• [Written task]
Reproduce every entry that follows word for word, but omit the images.

• [Input]
··········

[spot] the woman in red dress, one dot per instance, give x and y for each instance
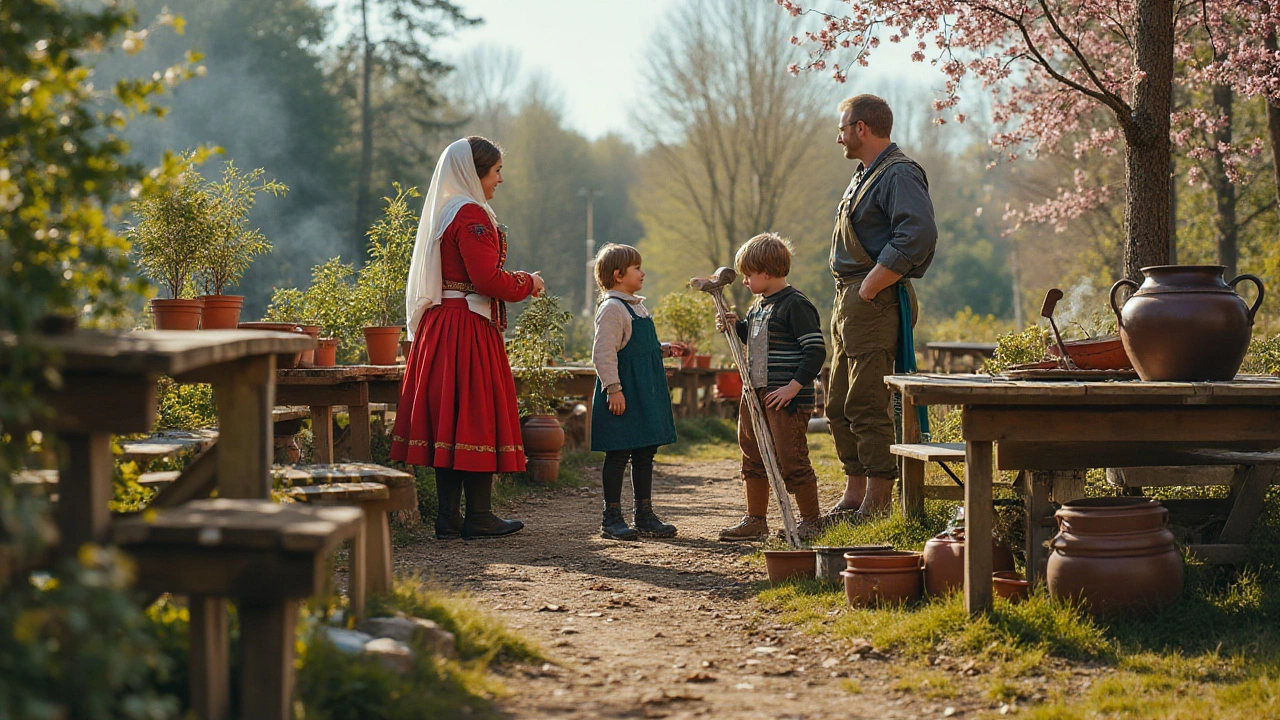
(457, 409)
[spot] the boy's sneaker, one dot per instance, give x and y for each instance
(613, 525)
(749, 528)
(649, 524)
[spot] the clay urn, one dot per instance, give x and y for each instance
(944, 561)
(1115, 554)
(1184, 323)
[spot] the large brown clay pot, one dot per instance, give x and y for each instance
(382, 342)
(220, 311)
(1115, 554)
(944, 561)
(1184, 323)
(176, 314)
(543, 437)
(882, 578)
(786, 564)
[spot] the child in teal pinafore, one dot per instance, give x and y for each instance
(632, 409)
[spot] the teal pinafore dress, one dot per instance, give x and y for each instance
(648, 419)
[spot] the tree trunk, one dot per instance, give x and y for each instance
(1147, 145)
(1224, 192)
(1274, 127)
(366, 135)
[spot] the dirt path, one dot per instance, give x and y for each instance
(656, 628)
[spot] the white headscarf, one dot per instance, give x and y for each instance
(453, 185)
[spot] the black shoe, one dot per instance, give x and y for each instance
(649, 524)
(613, 525)
(448, 516)
(480, 520)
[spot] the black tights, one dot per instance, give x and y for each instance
(641, 472)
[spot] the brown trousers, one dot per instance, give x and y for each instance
(791, 447)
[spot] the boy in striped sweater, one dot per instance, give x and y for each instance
(785, 352)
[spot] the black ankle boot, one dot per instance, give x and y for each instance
(613, 525)
(648, 524)
(448, 493)
(480, 520)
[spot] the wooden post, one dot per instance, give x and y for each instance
(978, 523)
(321, 434)
(246, 393)
(83, 513)
(1040, 522)
(209, 673)
(268, 637)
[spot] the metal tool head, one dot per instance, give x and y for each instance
(1051, 299)
(722, 277)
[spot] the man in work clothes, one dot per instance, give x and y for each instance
(885, 235)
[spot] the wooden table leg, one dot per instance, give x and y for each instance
(209, 673)
(85, 493)
(321, 434)
(361, 440)
(1040, 522)
(978, 523)
(268, 637)
(245, 391)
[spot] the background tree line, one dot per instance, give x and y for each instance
(725, 144)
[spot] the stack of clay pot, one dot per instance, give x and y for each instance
(882, 577)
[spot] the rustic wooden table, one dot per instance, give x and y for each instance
(353, 386)
(1072, 425)
(109, 387)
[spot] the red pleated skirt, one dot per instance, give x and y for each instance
(457, 405)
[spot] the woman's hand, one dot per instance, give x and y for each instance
(782, 396)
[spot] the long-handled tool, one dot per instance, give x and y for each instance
(714, 286)
(1051, 299)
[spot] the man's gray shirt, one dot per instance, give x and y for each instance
(894, 222)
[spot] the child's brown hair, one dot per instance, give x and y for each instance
(766, 253)
(613, 259)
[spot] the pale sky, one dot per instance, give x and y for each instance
(592, 50)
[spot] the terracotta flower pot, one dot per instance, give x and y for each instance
(282, 361)
(327, 354)
(1185, 323)
(1115, 554)
(176, 314)
(1100, 354)
(787, 564)
(944, 561)
(1010, 586)
(382, 342)
(543, 437)
(728, 384)
(220, 311)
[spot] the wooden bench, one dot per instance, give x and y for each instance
(401, 495)
(263, 555)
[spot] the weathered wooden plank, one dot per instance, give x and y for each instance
(1142, 423)
(246, 396)
(979, 472)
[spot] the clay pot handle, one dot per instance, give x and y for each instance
(1261, 292)
(1133, 287)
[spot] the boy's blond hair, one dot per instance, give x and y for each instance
(613, 258)
(766, 253)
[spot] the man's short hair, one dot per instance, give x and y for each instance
(766, 253)
(871, 110)
(613, 258)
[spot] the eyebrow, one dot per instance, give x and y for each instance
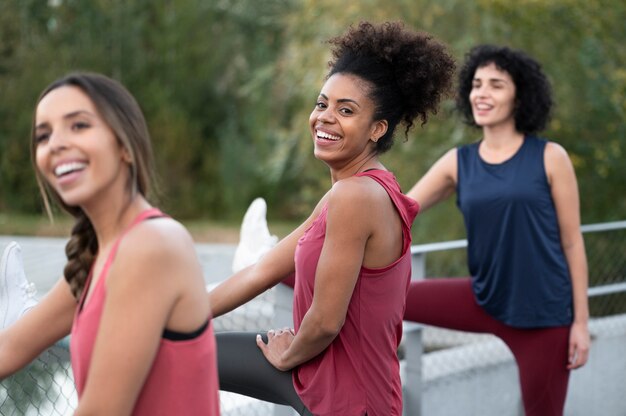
(68, 116)
(490, 80)
(342, 100)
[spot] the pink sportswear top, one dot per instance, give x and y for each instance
(183, 377)
(359, 371)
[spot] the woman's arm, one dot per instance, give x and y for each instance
(251, 281)
(564, 188)
(349, 227)
(147, 285)
(40, 328)
(438, 183)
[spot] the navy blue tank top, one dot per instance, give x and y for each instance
(519, 272)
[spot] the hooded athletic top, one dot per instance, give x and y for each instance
(359, 371)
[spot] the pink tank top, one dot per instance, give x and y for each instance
(183, 377)
(359, 372)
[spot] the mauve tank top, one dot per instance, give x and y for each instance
(183, 378)
(359, 371)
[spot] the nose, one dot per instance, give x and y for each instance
(56, 141)
(325, 116)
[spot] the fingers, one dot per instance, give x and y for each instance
(577, 358)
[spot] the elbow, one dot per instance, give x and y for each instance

··········

• [Task output]
[spot] the woman in red dress, one dot per instance, give x and y for each instance
(457, 409)
[spot] the boy's sneaker, one dot per instance, give x and y for each instance
(613, 525)
(749, 528)
(649, 524)
[spot] the clay urn, one dot per instance, give x and y for each instance
(944, 561)
(1115, 554)
(1184, 323)
[spot] the large brown clay pot, one dot per instance, give x and y for each instance
(382, 342)
(220, 311)
(1115, 554)
(944, 561)
(1184, 323)
(176, 314)
(543, 437)
(882, 578)
(786, 564)
[spot] the child in teal pinafore, one dot per instance, give x and y for each instance
(632, 409)
[spot] the teal pinafore dress, one dot per instance, give x and y for each instance
(648, 419)
[spot] the tree trunk, one dot per instance, give x and y for each instance
(1147, 145)
(1224, 192)
(1274, 127)
(366, 135)
[spot] the dirt path, one dot per instance, give x and y for each instance
(656, 628)
[spot] the white headscarf, one dot per instance, give x and y for each instance
(453, 185)
[spot] the black shoe, one dot per instance, give x and y for each instance
(649, 524)
(613, 525)
(448, 516)
(480, 520)
[spot] the black tights, one dot per instance, give x and y for each instance
(641, 472)
[spot] the brown trousers, one dot per instance, give x and y for each instance
(791, 447)
[spot] the boy in striped sweater, one dot per instance, give x and y for each instance
(785, 352)
[spot] the black ankle boot, one dot per instance, give x and y for each instance
(613, 525)
(648, 524)
(448, 493)
(480, 520)
[spot] the wooden post, one dot per instance, give x and y for each instance
(978, 523)
(321, 434)
(246, 393)
(83, 513)
(1040, 522)
(209, 673)
(268, 637)
[spot] the metal tool head, one dot per instance, give x and y for each instance
(1051, 299)
(722, 277)
[spot] the man in work clothes, one dot per instance, give x and y for each instance
(885, 235)
[spot] the wooden table leg, one dot per instance, give x and y for each instance
(209, 673)
(85, 493)
(321, 434)
(361, 440)
(1040, 522)
(978, 523)
(268, 637)
(245, 391)
[spot] the background tree line, one dot per instance, give x and y for each instance
(725, 144)
[spot] the stack of clay pot, one dot per instance, give x and y for each instance
(882, 577)
[spot] the rustic wooden table, one dot per instance, give x and y for each instance
(353, 386)
(1072, 425)
(109, 387)
[spot] the red pleated skirt, one dot per instance, give x and y for each instance
(457, 405)
[spot] the woman's hand, one dot per instance, give x and y for each instance
(782, 396)
[spot] the long-handled tool, one dot per instance, give x and y for each instance
(714, 286)
(1051, 299)
[spot] the man's gray shirt, one dot per instance, give x and y for each instance
(894, 222)
[spot] the child's brown hair, one dot per instance, give x and y for each instance
(766, 253)
(613, 259)
[spot] the pale sky, one dot per instance, give x and y for each instance
(592, 50)
[spot] the terracotta flower pot, one dot per instance, give x and y for each instance
(282, 361)
(327, 354)
(1185, 323)
(1115, 554)
(176, 314)
(1100, 354)
(787, 564)
(944, 561)
(1010, 586)
(382, 342)
(543, 437)
(728, 384)
(220, 311)
[spot] the wooden bench, one dot per instance, give x and y for each instance
(401, 495)
(263, 555)
[spot] the weathered wooden plank, one dot per instance, give x and y for each instance
(1142, 423)
(246, 396)
(979, 472)
[spot] the clay pot handle, one dot per instance, give x and y for each instance
(1261, 292)
(1133, 287)
[spot] the boy's blond hair, one dot per instance, give x and y for each instance
(613, 258)
(766, 253)
[spot] the man's short hair, one dot per instance, give x and y for each instance
(766, 253)
(871, 110)
(613, 258)
[spot] the eyebrow, one dot per instance, give x and y for each instance
(68, 116)
(490, 80)
(342, 100)
[spot] the pink sportswear top, one dot per instance, give x and y for each instance
(183, 377)
(359, 371)
[spot] the woman's arm, one dot per instance, give x and y for each instance
(251, 281)
(564, 188)
(349, 227)
(147, 285)
(40, 328)
(438, 183)
[spot] the navy blue tank top, one dot per instance, give x and y for each instance
(519, 272)
[spot] the hooded athletic top, one dot per instance, give x and y for each instance
(359, 371)
[spot] the pink tank top, one dot per instance, give x and y for each instance
(183, 377)
(359, 372)
[spot] the mauve tank top, one dot per instance, give x and y for each instance
(183, 378)
(359, 371)
[spot] the nose, one dot per instance, give x and y for each instance
(56, 141)
(325, 116)
[spot] the fingers, one dot per instance, give x and y for each instance
(577, 358)
[spot] the elbow, one dot per instance, give x and y for each instance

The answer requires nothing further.